- TRECHO APRESENTADO:
----

Todas estas omissões foram os limites
do modelo do período Lula, um modelo tão brilhante nos êxitos do curto prazo,
como leviano no descuidar das suas condições de sustentabilidade. O Brasil de agora é politicamente uma
sociedade mais capitalista, mais colonialista e mais patriarcal do que era
antes do golpe, e por isso menos democrática e com mais fascismo social.
Se o
futuro da esquerda não será uma continuação linear do seu passado, como será
esse futuro?
Estamos
num período de bifurcação política, uma conjuntura altamente instável que pode
caminhar em uma de duas direções opostas: ou o fascismo social se expande e se
transforma em fascismo político; ou as forças democráticas prevalecem
antecipando-se às forças de direita que se posicionam para “resolver” a crise
do neoliberalismo que se avizinha – uma crise que elas próprias criaram com a
colaboração ativa de alguma esquerda rendida à “evidência” do pensamento único.
A esquerda só tem futuro no segundo caso, e para isso tem de se refundar numa
dupla crença: os grandes empresários, os banqueiros e a mídia corporativa a
serviço dele nunca aceitarão a “paz e amor” com as forças de esquerda. Quem
governa à direita tem não só o controle do governo, como também o do poder
social, econômico e político no seu sentido mais amplo. Quem governa à esquerda
só tem o controle do governo e o tem de usar para neutralizar os outros poderes
fáticos. Perante essa assimetria, governar à esquerda é sempre governar contra
a corrente, com tolerância zero com a corrupção e dando prioridade à reforma do
sistema político de modo a autonomizá-lo o mais possível em relação aos poderes
que reproduzem a dominação capitalista, colonialista e patriarcal. Os lideres
adequados a essa esquerda terão de ser muito diferentes dos atuais, centrados
em ampliar e manter autônomas e ativas as organizações de cidadãos e cidadãs
segundo mecanismos de democracia participativa. O poder político das forças de
esquerda será tanto maior quanto mais amplamente for partilhado por quem não se
considera “político”.
Há
também um refluxo do neoliberalismo em toda a América Latina. Como a esquerda
reagirá a esse contexto?

----

Entradas salvas:
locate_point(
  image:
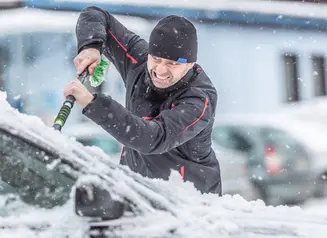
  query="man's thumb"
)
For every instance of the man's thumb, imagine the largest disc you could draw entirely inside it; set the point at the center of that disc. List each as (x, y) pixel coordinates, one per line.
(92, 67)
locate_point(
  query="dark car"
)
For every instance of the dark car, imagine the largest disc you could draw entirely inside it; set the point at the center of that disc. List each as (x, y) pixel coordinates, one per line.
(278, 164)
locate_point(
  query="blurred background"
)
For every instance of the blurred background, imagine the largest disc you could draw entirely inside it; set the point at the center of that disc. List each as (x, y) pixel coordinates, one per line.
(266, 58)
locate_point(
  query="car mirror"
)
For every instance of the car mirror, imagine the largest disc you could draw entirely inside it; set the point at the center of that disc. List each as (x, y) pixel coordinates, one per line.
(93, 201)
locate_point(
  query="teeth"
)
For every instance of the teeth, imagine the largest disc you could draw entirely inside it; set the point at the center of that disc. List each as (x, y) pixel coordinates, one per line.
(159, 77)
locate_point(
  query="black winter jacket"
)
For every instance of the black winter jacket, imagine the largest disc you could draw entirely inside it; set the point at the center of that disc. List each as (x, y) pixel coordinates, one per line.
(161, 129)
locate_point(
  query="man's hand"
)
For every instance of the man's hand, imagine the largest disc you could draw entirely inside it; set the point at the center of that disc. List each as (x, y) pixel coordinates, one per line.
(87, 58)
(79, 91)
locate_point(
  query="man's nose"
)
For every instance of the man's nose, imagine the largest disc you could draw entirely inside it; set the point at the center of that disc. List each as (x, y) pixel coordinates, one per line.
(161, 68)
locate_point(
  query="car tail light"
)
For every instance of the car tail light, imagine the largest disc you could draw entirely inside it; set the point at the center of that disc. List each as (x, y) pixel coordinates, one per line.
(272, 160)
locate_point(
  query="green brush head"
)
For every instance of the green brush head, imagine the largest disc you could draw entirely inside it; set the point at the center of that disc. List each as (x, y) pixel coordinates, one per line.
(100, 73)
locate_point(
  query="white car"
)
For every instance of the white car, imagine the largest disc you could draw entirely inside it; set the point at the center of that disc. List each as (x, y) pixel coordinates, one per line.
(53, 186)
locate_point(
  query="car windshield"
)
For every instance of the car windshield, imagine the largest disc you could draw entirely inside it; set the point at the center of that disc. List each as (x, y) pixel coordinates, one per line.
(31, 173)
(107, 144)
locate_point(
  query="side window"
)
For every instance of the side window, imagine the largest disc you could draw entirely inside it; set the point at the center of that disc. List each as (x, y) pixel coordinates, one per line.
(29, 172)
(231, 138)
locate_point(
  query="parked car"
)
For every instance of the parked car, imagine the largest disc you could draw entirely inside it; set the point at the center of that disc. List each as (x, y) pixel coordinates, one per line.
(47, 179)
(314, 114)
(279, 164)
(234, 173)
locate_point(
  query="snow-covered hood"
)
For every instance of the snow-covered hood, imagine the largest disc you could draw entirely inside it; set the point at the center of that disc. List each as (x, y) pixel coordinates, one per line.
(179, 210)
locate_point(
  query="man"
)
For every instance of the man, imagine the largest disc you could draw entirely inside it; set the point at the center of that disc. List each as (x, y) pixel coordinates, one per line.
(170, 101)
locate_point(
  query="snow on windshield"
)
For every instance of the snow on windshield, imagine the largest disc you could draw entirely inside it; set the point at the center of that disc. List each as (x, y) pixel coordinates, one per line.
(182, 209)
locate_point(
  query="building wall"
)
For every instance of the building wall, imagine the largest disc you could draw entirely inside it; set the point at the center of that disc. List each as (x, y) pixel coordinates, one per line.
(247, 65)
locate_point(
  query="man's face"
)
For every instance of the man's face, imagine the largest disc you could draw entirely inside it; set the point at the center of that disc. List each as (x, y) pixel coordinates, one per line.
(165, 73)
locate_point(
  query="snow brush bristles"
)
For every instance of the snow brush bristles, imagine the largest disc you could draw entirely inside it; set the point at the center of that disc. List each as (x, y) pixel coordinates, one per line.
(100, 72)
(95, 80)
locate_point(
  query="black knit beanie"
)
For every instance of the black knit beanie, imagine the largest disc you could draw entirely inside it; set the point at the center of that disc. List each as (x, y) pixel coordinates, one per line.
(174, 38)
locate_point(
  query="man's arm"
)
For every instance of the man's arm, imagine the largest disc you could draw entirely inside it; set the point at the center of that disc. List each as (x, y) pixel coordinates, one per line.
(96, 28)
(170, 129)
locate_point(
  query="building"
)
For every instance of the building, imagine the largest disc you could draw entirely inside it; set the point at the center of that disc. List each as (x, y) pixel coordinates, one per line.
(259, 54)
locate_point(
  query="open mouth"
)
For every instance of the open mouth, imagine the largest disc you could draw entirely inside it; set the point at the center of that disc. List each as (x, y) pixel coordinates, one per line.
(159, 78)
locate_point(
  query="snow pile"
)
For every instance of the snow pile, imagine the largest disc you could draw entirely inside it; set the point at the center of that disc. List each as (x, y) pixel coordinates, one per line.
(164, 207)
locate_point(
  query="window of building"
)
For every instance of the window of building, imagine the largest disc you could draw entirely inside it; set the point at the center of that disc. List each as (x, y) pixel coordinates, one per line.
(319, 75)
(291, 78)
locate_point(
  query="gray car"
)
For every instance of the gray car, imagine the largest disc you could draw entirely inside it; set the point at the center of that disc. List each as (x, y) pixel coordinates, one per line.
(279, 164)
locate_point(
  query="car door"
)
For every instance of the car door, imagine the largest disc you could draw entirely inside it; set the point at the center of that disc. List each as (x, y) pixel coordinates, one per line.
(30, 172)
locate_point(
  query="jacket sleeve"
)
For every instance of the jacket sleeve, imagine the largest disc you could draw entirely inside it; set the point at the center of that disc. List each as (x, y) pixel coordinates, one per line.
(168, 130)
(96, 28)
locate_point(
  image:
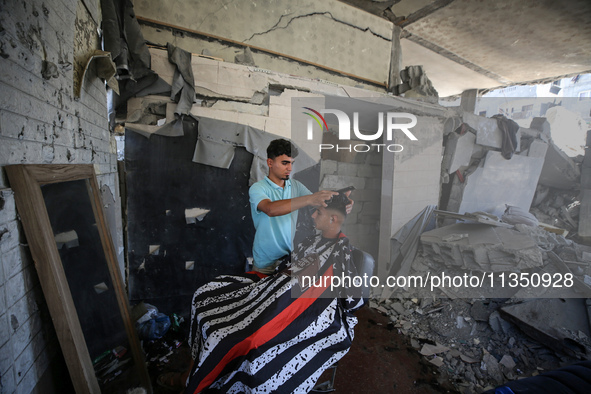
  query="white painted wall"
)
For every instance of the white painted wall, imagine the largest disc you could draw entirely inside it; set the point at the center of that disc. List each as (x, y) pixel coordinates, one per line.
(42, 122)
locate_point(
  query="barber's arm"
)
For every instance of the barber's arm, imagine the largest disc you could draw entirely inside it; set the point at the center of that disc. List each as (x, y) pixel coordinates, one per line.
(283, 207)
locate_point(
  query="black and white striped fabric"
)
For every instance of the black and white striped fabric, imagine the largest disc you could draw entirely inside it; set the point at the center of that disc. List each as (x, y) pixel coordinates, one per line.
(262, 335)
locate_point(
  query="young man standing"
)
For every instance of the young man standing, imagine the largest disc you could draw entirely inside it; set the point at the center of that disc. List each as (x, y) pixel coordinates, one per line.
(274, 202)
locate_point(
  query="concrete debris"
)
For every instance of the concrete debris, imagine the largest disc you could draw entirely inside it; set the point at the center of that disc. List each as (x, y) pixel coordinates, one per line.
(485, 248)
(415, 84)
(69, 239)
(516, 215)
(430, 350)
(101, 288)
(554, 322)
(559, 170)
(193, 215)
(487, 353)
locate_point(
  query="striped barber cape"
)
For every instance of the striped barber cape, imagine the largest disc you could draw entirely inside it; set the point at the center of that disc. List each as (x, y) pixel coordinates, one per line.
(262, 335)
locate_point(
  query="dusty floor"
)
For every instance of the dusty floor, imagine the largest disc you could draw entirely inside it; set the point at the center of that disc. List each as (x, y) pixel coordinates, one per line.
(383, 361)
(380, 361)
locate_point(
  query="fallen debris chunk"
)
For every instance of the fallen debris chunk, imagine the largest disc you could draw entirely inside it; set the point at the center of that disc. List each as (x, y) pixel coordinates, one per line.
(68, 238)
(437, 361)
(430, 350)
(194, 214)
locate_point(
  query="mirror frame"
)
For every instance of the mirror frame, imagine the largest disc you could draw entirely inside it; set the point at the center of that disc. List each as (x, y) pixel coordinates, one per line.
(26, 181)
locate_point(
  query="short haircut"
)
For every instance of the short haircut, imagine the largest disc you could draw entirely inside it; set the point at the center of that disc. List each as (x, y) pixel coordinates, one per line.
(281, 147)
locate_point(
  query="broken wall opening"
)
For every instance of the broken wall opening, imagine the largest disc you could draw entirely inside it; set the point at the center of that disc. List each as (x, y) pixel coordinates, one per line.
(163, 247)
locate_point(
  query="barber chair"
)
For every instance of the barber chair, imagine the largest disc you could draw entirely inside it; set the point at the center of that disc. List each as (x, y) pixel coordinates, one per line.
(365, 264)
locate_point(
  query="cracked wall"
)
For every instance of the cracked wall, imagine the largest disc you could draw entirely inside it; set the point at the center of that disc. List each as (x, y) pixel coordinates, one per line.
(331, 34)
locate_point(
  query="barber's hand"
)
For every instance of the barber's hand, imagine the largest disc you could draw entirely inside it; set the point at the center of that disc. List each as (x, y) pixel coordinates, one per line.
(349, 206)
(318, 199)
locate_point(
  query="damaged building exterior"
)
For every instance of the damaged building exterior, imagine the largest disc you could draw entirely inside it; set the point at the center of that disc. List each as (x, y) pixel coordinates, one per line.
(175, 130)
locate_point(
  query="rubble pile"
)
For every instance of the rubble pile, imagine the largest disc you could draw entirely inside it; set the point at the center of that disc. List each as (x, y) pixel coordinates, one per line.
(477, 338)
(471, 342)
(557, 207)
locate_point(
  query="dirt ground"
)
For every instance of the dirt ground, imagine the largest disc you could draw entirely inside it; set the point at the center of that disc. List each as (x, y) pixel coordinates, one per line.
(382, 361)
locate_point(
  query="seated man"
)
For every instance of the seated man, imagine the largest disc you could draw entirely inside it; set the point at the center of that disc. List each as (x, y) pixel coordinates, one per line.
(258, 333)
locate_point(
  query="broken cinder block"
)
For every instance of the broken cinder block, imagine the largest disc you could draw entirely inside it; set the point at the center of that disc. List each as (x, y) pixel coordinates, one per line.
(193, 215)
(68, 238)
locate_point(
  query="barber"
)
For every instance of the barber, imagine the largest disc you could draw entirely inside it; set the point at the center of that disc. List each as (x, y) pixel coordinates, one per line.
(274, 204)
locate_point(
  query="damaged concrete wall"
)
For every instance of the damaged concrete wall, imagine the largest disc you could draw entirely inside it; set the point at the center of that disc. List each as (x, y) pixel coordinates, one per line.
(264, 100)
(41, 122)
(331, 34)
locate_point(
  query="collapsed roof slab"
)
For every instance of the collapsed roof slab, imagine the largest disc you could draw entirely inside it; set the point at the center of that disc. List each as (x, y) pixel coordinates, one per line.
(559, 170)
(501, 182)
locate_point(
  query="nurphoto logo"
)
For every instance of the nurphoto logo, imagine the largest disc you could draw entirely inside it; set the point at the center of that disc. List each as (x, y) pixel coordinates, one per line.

----

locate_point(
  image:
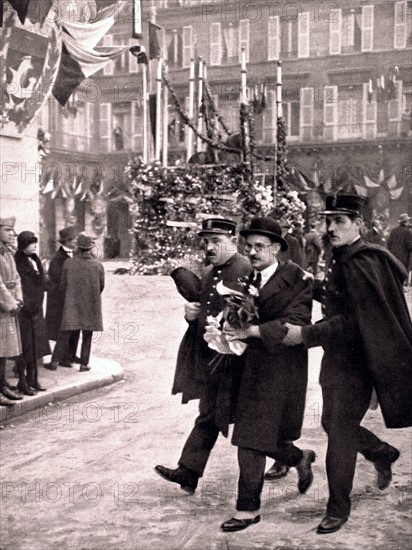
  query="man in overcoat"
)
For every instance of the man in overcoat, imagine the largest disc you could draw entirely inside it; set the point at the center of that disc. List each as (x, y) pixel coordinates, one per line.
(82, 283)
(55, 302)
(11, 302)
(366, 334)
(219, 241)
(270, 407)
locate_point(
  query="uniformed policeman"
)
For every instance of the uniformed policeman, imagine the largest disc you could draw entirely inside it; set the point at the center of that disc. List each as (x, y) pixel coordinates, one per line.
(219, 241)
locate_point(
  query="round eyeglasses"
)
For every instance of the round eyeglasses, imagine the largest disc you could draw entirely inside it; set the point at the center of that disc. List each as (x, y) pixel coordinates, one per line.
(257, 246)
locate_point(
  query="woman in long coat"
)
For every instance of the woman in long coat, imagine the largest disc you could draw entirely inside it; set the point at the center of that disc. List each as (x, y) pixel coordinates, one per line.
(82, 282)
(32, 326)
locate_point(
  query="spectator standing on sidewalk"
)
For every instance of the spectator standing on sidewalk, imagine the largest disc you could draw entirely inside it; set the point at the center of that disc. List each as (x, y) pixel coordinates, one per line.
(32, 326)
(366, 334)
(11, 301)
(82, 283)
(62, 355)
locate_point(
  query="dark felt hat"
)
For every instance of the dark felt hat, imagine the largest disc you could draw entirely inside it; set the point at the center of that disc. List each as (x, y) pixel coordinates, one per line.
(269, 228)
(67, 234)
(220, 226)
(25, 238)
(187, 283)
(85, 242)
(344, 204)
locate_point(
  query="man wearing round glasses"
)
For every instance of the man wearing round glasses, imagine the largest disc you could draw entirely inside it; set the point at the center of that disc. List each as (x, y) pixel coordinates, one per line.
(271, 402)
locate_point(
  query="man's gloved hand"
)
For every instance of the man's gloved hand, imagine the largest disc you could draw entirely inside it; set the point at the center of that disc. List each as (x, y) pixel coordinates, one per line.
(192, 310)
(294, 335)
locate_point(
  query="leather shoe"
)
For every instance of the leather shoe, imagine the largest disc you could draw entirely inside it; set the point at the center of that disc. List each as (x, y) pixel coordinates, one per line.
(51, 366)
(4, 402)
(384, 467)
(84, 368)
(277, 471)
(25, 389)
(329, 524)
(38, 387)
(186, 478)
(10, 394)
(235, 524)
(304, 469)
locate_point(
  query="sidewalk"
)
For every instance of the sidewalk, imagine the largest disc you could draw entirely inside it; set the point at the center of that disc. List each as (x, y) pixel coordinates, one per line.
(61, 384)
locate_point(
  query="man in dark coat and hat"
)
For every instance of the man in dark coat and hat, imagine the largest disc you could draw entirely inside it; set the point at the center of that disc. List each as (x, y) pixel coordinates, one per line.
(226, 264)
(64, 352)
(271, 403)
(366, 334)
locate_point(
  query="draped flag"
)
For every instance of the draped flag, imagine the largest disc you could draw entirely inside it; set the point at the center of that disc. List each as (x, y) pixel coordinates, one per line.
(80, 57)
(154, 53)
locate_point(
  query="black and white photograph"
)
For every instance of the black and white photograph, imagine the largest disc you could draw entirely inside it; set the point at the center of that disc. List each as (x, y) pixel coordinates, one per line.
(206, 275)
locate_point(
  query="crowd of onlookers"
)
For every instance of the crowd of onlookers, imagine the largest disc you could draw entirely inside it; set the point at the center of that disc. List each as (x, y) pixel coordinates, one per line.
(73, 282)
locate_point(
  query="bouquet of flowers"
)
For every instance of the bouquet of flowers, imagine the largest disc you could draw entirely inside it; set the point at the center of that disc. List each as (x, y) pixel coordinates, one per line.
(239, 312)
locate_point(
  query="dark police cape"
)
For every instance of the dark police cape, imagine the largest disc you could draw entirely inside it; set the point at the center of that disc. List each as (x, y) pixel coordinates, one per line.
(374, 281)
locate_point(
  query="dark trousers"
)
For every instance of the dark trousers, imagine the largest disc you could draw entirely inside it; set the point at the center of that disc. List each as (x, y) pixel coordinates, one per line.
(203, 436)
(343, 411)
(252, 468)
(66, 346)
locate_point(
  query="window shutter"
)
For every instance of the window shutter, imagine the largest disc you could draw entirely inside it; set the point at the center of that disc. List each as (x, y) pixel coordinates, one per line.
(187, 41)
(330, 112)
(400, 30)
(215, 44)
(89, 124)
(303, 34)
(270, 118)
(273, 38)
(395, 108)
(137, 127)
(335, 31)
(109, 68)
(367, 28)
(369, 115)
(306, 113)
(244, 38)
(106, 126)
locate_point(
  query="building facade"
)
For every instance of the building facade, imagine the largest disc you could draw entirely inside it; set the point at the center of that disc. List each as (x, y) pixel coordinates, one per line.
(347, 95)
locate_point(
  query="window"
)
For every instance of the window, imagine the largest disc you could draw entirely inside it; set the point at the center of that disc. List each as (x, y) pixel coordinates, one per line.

----

- OBJETIVO A: Transcreva do texto sobre o futuro da esquerda o trecho que começa em "Todas estas omissões" e termina em "esse futuro?".
- OBJETIVO B: De acordo com o texto sobre o futuro da esquerda, por que governar à esquerda é sempre governar contra a corrente? Responda em uma a três frases.
- OBJETIVO C: Escreva a continuação do texto sobre o futuro da esquerda a partir do ponto em que ele termina.

- RESPOSTA ESPERADA A:
Todas estas omissões foram os limites
do modelo do período Lula, um modelo tão brilhante nos êxitos do curto prazo,
como leviano no descuidar das suas condições de sustentabilidade. O Brasil de agora é politicamente uma
sociedade mais capitalista, mais colonialista e mais patriarcal do que era
antes do golpe, e por isso menos democrática e com mais fascismo social.
Se o
futuro da esquerda não será uma continuação linear do seu passado, como será
esse futuro?

- RESPOSTA ESPERADA B: Porque há uma assimetria entre os dois lados. Quem governa à direita controla não só o governo, mas também o poder social, econômico e político no seu sentido mais amplo. Quem governa à esquerda só controla o governo e precisa usá-lo para neutralizar os outros poderes fáticos.

- RESPOSTA ESPERADA C:
A
esquerda latino-americana perdeu uma grande oportunidade histórica. Na primeira
década do novo milênio o neoliberalismo estava na defensiva no continente
devido à guerra no Iraque. Os governos de esquerda fizeram sonoras declarações
contra o neoliberalismo e o imperialismo, mas não se envolveram com entusiasmo
(sobretudo os países maiores como o Brasil) na implementação de políticas
regionais que blindassem o continente depois da exaltante vitória da luta
continental contra a Alca e tornassem a solidariedade regional numa prática
consistente. Organizações como a Alba, Unasur, Banco do Sul foram sendo
negligenciadas, tal como o próprio Mercosul.
Os
erros da esquerda explicam a retomada neoliberal?
Hoje, o
neoliberalismo na América Latina tem dois nomes: o imperialismo norte-americano
e o imperialismo da União Europeia. A esquerda latino-americana está
despreparada para combater eficazmente esse perigo para as forças
progressistas. Desde que a Teologia da Libertação foi praticamente banida por
papas reacionários, a esquerda deixou de saber onde moram os desgraçados,
condenados, excluídos, silenciados, ressentidos do continente. E se soubesse
onde moram, não saberia como falar com eles. Parafraseando um grande marxista
deste continente, José Carlos Mariátegui (pensador peruano), o pecado capital
da esquerda latino-americana é ter-se esquecido dos desgraçados e desgraçadas
do continente, levada pela miragem da conquista de supostas classes médias que
no continente sempre estiveram ao lado das oligarquias.
Quais
podem ser os impactos de uma medida que limita gastos públicos por 20 anos para
a democracia brasileira e para a sociedade?
Devastador.
Anuncia um brutal aumento do fascismo social e o consequente definhamento da
democracia. Trata-se de uma medida provocatória destinada a mostrar às classes
populares que não poderão mais acreditar nas promessas da esquerda e que o
pouco que poderão esperar do Estado é o que lhes for dado pela direita. Espero
que os brasileiros e as brasileiras tornem o país ingovernável aos poderes que
os querem governar com tais medidas.